## [Stated problem]
Print the listing in its entirety and exactly, leaving out images.

Photo-based point labeling data
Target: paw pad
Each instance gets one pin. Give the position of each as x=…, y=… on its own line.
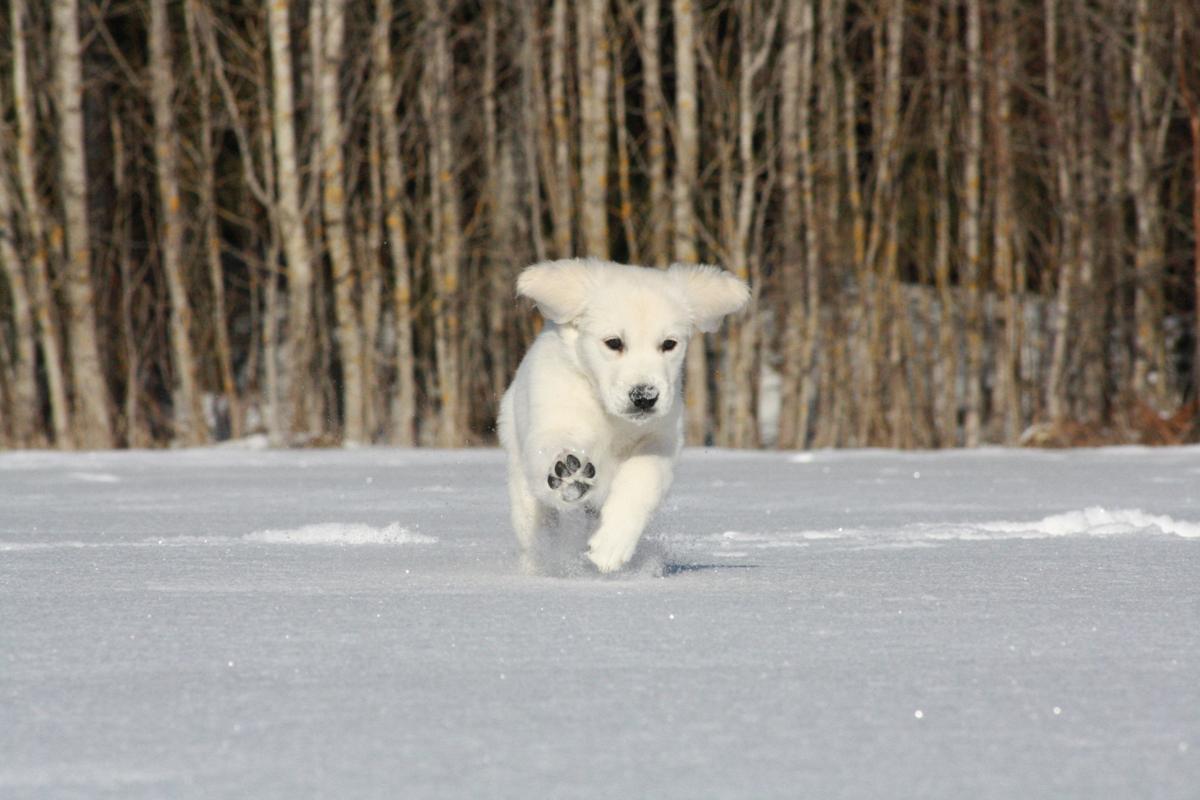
x=571, y=476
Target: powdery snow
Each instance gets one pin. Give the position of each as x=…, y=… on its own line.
x=238, y=621
x=333, y=533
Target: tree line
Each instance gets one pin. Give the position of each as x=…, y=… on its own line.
x=964, y=221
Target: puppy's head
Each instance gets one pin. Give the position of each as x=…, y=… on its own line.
x=630, y=325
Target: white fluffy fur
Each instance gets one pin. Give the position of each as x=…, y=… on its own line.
x=571, y=395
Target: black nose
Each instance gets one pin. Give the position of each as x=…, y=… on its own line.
x=643, y=396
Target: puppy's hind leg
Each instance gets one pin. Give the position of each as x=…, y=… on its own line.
x=525, y=509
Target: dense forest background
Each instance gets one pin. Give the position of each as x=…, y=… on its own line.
x=964, y=221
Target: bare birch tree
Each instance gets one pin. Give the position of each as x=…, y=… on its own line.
x=384, y=97
x=345, y=275
x=190, y=427
x=94, y=428
x=682, y=203
x=297, y=251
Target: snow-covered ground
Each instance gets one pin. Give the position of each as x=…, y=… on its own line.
x=349, y=624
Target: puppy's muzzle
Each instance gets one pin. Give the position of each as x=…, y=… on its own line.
x=643, y=397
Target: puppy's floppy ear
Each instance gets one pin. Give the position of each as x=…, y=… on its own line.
x=559, y=288
x=711, y=292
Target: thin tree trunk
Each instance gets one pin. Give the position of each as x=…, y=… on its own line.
x=1067, y=252
x=405, y=408
x=947, y=405
x=792, y=283
x=298, y=254
x=1091, y=328
x=623, y=169
x=36, y=222
x=95, y=427
x=447, y=236
x=1187, y=30
x=501, y=204
x=209, y=211
x=24, y=365
x=537, y=143
x=274, y=358
x=190, y=426
x=971, y=227
x=345, y=272
x=1150, y=358
x=659, y=217
x=1006, y=400
x=738, y=428
x=593, y=65
x=561, y=196
x=685, y=178
x=136, y=433
x=813, y=252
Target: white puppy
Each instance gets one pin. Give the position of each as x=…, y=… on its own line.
x=593, y=420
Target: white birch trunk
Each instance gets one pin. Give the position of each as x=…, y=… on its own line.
x=345, y=274
x=297, y=252
x=683, y=198
x=405, y=407
x=190, y=426
x=93, y=422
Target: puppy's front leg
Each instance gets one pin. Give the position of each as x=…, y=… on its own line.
x=636, y=491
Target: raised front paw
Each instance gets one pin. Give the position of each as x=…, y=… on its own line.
x=571, y=476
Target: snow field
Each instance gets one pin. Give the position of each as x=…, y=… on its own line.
x=245, y=623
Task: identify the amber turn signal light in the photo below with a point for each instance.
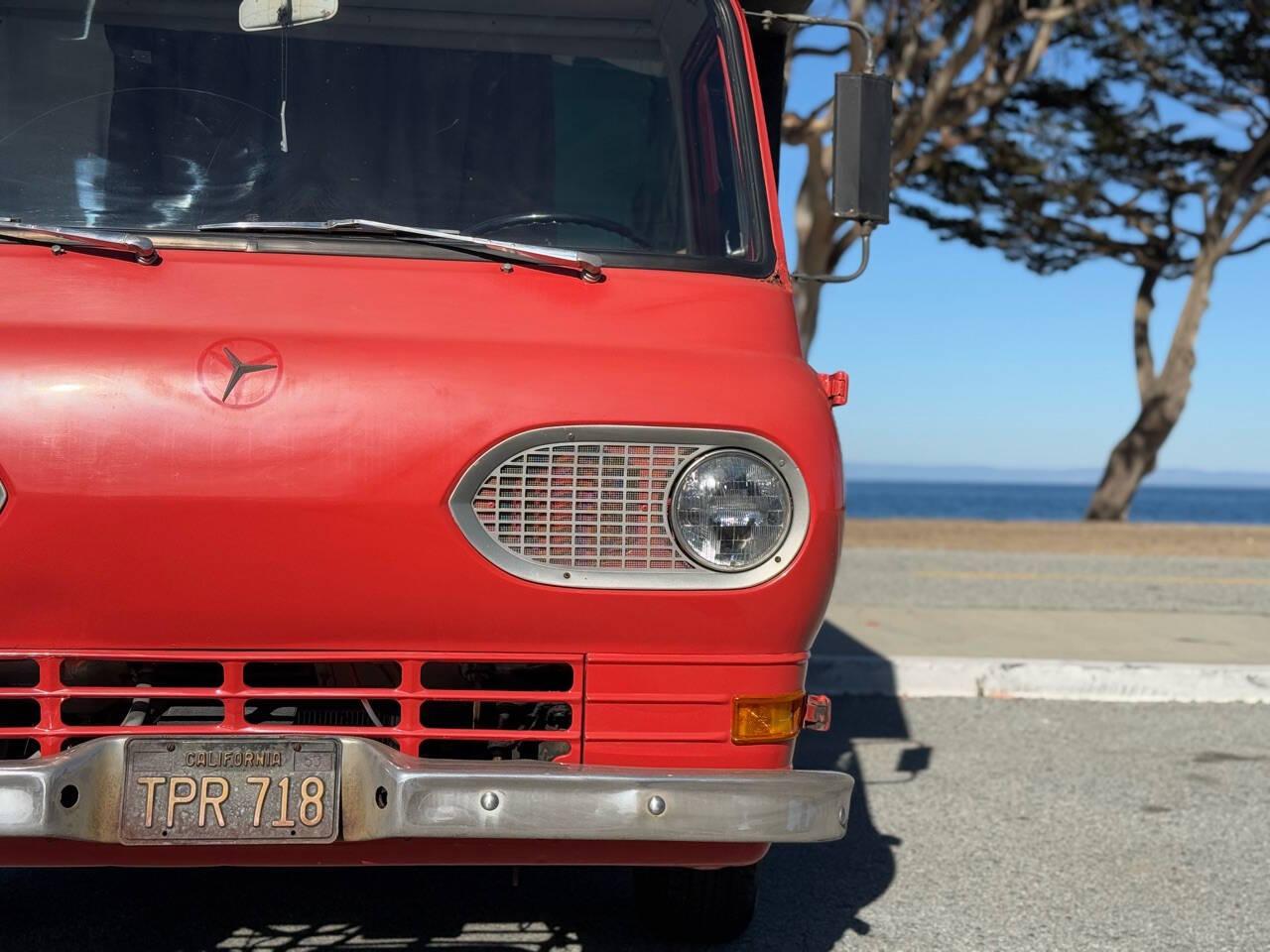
(766, 720)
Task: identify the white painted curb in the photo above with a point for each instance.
(1040, 679)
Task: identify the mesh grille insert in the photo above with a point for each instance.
(587, 506)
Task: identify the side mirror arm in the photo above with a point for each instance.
(861, 134)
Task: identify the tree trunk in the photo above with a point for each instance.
(1162, 400)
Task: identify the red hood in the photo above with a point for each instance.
(144, 512)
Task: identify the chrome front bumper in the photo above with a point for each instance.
(386, 794)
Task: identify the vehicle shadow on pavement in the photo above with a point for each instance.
(817, 893)
(811, 895)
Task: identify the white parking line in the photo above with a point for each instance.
(1039, 679)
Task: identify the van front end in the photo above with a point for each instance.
(407, 451)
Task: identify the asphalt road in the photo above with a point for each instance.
(1053, 580)
(979, 825)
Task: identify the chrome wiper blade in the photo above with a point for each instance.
(590, 267)
(140, 248)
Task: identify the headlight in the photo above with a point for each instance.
(730, 511)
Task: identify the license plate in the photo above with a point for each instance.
(230, 789)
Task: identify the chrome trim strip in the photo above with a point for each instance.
(465, 798)
(461, 508)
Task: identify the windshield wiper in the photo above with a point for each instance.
(590, 267)
(140, 248)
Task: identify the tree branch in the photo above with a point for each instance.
(1143, 358)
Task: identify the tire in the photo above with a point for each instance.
(698, 905)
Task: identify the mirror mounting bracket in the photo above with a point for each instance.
(865, 235)
(769, 17)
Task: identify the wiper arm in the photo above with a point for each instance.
(590, 267)
(140, 248)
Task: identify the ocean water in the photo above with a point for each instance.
(1003, 502)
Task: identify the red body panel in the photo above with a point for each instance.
(312, 513)
(144, 513)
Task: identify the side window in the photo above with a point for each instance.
(719, 227)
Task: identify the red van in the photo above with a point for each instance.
(407, 454)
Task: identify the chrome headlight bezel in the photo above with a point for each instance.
(699, 578)
(679, 530)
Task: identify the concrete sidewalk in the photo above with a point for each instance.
(1165, 626)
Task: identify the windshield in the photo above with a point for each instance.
(607, 126)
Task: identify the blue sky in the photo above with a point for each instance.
(960, 358)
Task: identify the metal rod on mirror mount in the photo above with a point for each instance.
(865, 234)
(769, 17)
(861, 140)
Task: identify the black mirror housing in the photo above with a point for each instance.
(861, 148)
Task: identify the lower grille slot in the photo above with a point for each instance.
(497, 751)
(430, 705)
(111, 712)
(19, 714)
(456, 675)
(324, 714)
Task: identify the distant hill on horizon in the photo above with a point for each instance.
(1197, 479)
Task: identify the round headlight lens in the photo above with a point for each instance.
(730, 511)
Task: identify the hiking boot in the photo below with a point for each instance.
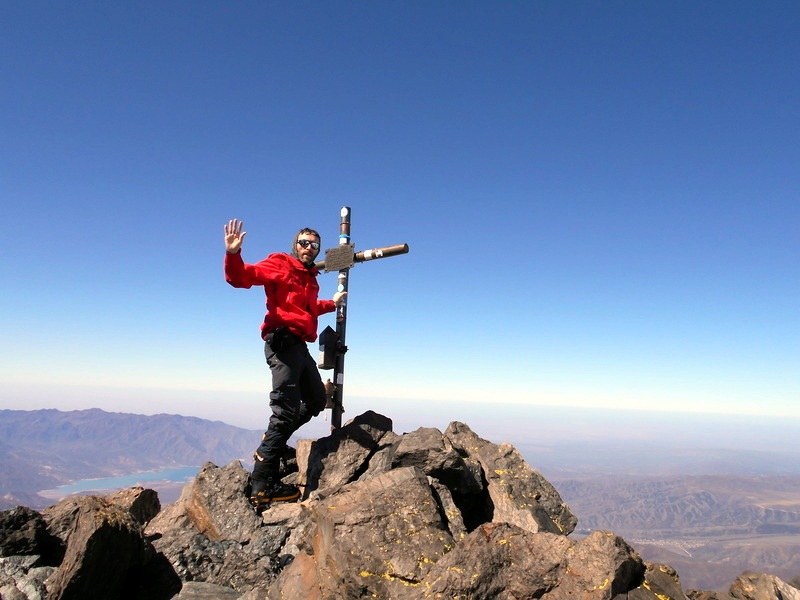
(273, 492)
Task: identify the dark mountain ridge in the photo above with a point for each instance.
(43, 449)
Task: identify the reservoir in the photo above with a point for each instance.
(170, 475)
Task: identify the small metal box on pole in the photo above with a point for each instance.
(332, 343)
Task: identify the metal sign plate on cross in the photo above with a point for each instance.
(340, 257)
(332, 343)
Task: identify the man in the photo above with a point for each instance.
(290, 284)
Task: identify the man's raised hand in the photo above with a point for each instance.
(234, 236)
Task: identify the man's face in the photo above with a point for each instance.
(309, 253)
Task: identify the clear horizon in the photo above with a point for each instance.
(600, 201)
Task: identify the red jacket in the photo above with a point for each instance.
(291, 290)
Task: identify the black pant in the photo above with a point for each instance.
(297, 395)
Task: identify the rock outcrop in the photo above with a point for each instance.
(423, 515)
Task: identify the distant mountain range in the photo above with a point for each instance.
(43, 449)
(712, 526)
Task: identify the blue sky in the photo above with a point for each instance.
(601, 200)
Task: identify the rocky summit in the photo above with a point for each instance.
(422, 515)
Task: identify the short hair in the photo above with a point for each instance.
(307, 230)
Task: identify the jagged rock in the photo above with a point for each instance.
(104, 549)
(344, 455)
(416, 516)
(761, 586)
(450, 511)
(196, 590)
(428, 449)
(707, 595)
(143, 504)
(354, 558)
(22, 579)
(519, 494)
(661, 582)
(211, 534)
(505, 562)
(24, 531)
(218, 505)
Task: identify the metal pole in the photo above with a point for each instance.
(341, 327)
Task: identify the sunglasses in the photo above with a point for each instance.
(307, 243)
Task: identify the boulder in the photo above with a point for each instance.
(506, 562)
(761, 586)
(24, 532)
(373, 539)
(105, 549)
(330, 462)
(212, 535)
(518, 494)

## [Completed exercise]
Target: paw pad
Each instance gets one pin. Give the position of each as x=…, y=… on its own line.
x=571, y=476
Target: powdery snow
Each instance gets one pin. Give the position of each as x=…, y=… on its own line.
x=238, y=621
x=333, y=533
Target: tree line
Each instance gets one pin. Give the position of each as x=…, y=… on its own line.
x=964, y=221
Target: puppy's head
Each instance gets one pin. Give the position of each as x=…, y=… on its own line.
x=630, y=325
Target: white fluffy fur
Each instance gets one pin. Give the position of each as x=…, y=… on its own line.
x=571, y=395
Target: black nose
Each instance gets one pin. Give the position of each as x=…, y=… on its own line.
x=643, y=396
Target: puppy's hind leg
Each instance gets one pin. Give the position of each as x=…, y=… on its own line.
x=525, y=509
Target: dense forest background
Each instance gets one pin. Give the position of each as x=…, y=… on its own line.
x=964, y=221
Target: bare birch tree
Each instance gets one pin. Give the position of each as x=…, y=… on its own line.
x=384, y=97
x=345, y=275
x=190, y=427
x=94, y=428
x=682, y=203
x=297, y=251
Target: snow-covered ground
Each instance gets one pin. Give the position of each as x=…, y=… on its own line.
x=349, y=624
Target: puppy's muzzle
Each instance gets one pin. Give the position of each as x=…, y=… on its own line.
x=643, y=397
Target: puppy's floppy ear
Each instance gets one pin. Give the position of each as x=…, y=… on its own line.
x=559, y=288
x=711, y=292
Target: thin tree trunk
Each instance gets one pin. Give the position of each as x=…, y=… on its own line.
x=1067, y=252
x=405, y=408
x=947, y=405
x=792, y=283
x=298, y=254
x=1091, y=328
x=623, y=169
x=36, y=222
x=95, y=427
x=447, y=236
x=1187, y=30
x=501, y=204
x=209, y=211
x=24, y=365
x=537, y=143
x=274, y=358
x=190, y=426
x=971, y=227
x=345, y=272
x=1150, y=358
x=659, y=217
x=1006, y=400
x=738, y=428
x=593, y=65
x=561, y=196
x=685, y=178
x=136, y=433
x=813, y=252
Target: white puppy
Each instance gets one pin. Give the position of each as x=…, y=… on its own line.
x=593, y=420
Target: white birch trunk
Each instance gets one pin. Give the position of each as x=…, y=… on its own line.
x=345, y=274
x=297, y=252
x=683, y=198
x=405, y=407
x=190, y=426
x=93, y=422
Target: puppy's front leg
Each instance gets one pin. Give the position of each as x=…, y=… on its own line.
x=636, y=491
Target: raised front paw
Each instance gets one pin. Give the position of each as x=…, y=… on its own line.
x=571, y=476
Target: snow field
Each instance gets one pin. Give the position of each as x=…, y=… on its own line.
x=245, y=623
Task: identify the amber turn signal light in the photo below with a point for each instance.
(766, 720)
Task: identify the white painted curb in the photo above with a point for each instance.
(1040, 679)
Task: identify the mesh grille insert in the photo above with a point for each instance.
(587, 506)
Task: identify the side mirror arm in the photo above with a point for each instance.
(861, 134)
Task: identify the tree trunk in the photo above with a point for each instance.
(1162, 400)
Task: identify the red hood in the photo above with a point for each instance.
(144, 512)
Task: identify the chrome front bumper in the photo above with a point for each instance.
(386, 794)
Task: identify the vehicle shadow on pavement in the photo above with a point for each instance.
(817, 893)
(811, 895)
Task: identify the white parking line in the photo above with a point for each instance.
(1039, 679)
Task: identify the van front end in the photo above with a point for each instance.
(407, 451)
Task: identify the asphalt road in the photo above with a point for each instance.
(1053, 580)
(979, 825)
Task: identify the chrome wiper blade in the photo above with a point for each instance.
(590, 267)
(140, 248)
Task: identify the headlight in the photo above with a point for each instance.
(730, 511)
Task: identify the license plate in the photo above with a point for each instance.
(230, 789)
Task: identify the chrome trim strip in the photo above with a point for each instance.
(465, 798)
(461, 508)
Task: identify the windshield wiper in the photo above with a point for each instance.
(590, 267)
(140, 248)
Task: identify the tree branch in the photo above with a point for each instance.
(1143, 358)
Task: identify the tire in the photo above with a point for each instance.
(698, 905)
Task: identify the mirror mounting bracket in the photo above with a point for each instance.
(865, 235)
(769, 17)
Task: identify the wiper arm in the photo above with a point for each instance.
(590, 267)
(140, 248)
Task: identify the ocean water in the photo above with a point for each instance.
(1003, 502)
Task: identify the red body panel in the photo above with a point for each instance.
(312, 513)
(144, 513)
Task: identify the side window in the photo above with a point for each instance.
(719, 227)
Task: identify the red van in the photo above with a point for each instance.
(407, 454)
Task: identify the chrome headlight bezel in the photo above with a point for each instance.
(699, 578)
(679, 530)
Task: identify the concrete sidewalk in the photo above with a point for each instance.
(1165, 626)
Task: identify the windshield in the photo above with a point for each instance.
(607, 126)
Task: identify the blue sky in the photo above with a point for each instance.
(960, 358)
Task: identify the metal rod on mirror mount in the photo above with a point for each instance.
(865, 234)
(769, 17)
(861, 140)
Task: identify the black mirror housing in the photo above with a point for each instance.
(861, 148)
Task: identify the lower grille slot in the photo above with a point for each instance.
(497, 751)
(430, 705)
(111, 712)
(19, 714)
(456, 675)
(324, 714)
Task: identify the distant hill on horizon in the photo above with a point for each instance.
(1197, 479)
Task: identify the round headlight lens in the photo above with a point for each instance.
(730, 511)
Task: identify the hiking boot in the photo below with a point for each instance.
(273, 492)
Task: identify the dark mountain ridge in the photo above with a point for each instance.
(43, 449)
Task: identify the reservoir in the photo above with a point for each instance.
(170, 475)
Task: identify the small metal box on pole in the photo above with a point for each instance.
(332, 343)
Task: identify the metal sign plate on cross in the photo above with a point for each instance.
(340, 257)
(332, 343)
Task: identify the man in the photo above with a point for each instance.
(290, 284)
Task: identify the man's raised hand in the photo above with a point for each instance.
(234, 236)
Task: identify the man's face in the photo above with a point for each instance.
(309, 253)
Task: identify the clear horizon in the photo above with a point for each instance.
(600, 201)
Task: identify the red jacket in the photo above with a point for each instance.
(291, 290)
Task: identify the black pant in the photo above with a point for each instance.
(297, 395)
Task: identify the rock outcrop in the photo above with a point for each instance.
(423, 515)
Task: identify the distant mountain range in the photo above with a point for each instance.
(43, 449)
(712, 526)
Task: identify the blue sky in the photo above with a point for each instance.
(601, 200)
Task: identify the rocky summit in the photo above with a point for each instance.
(422, 515)
Task: identify the short hair in the photo above with a point for each instance.
(307, 230)
Task: identify the jagged rock in the photo above with a point for each instance.
(104, 549)
(344, 455)
(416, 516)
(761, 586)
(450, 511)
(196, 590)
(428, 449)
(707, 595)
(143, 504)
(354, 558)
(22, 579)
(519, 494)
(661, 582)
(211, 534)
(505, 562)
(24, 531)
(218, 505)
Task: identify the metal pole in the photo above with a point for each instance.
(341, 327)
Task: identify the sunglasses in the photo above with a point for each instance.
(307, 243)
Task: identify the boulder in the photo above with a point for each instance.
(506, 562)
(761, 586)
(24, 532)
(373, 539)
(105, 549)
(330, 462)
(212, 535)
(518, 494)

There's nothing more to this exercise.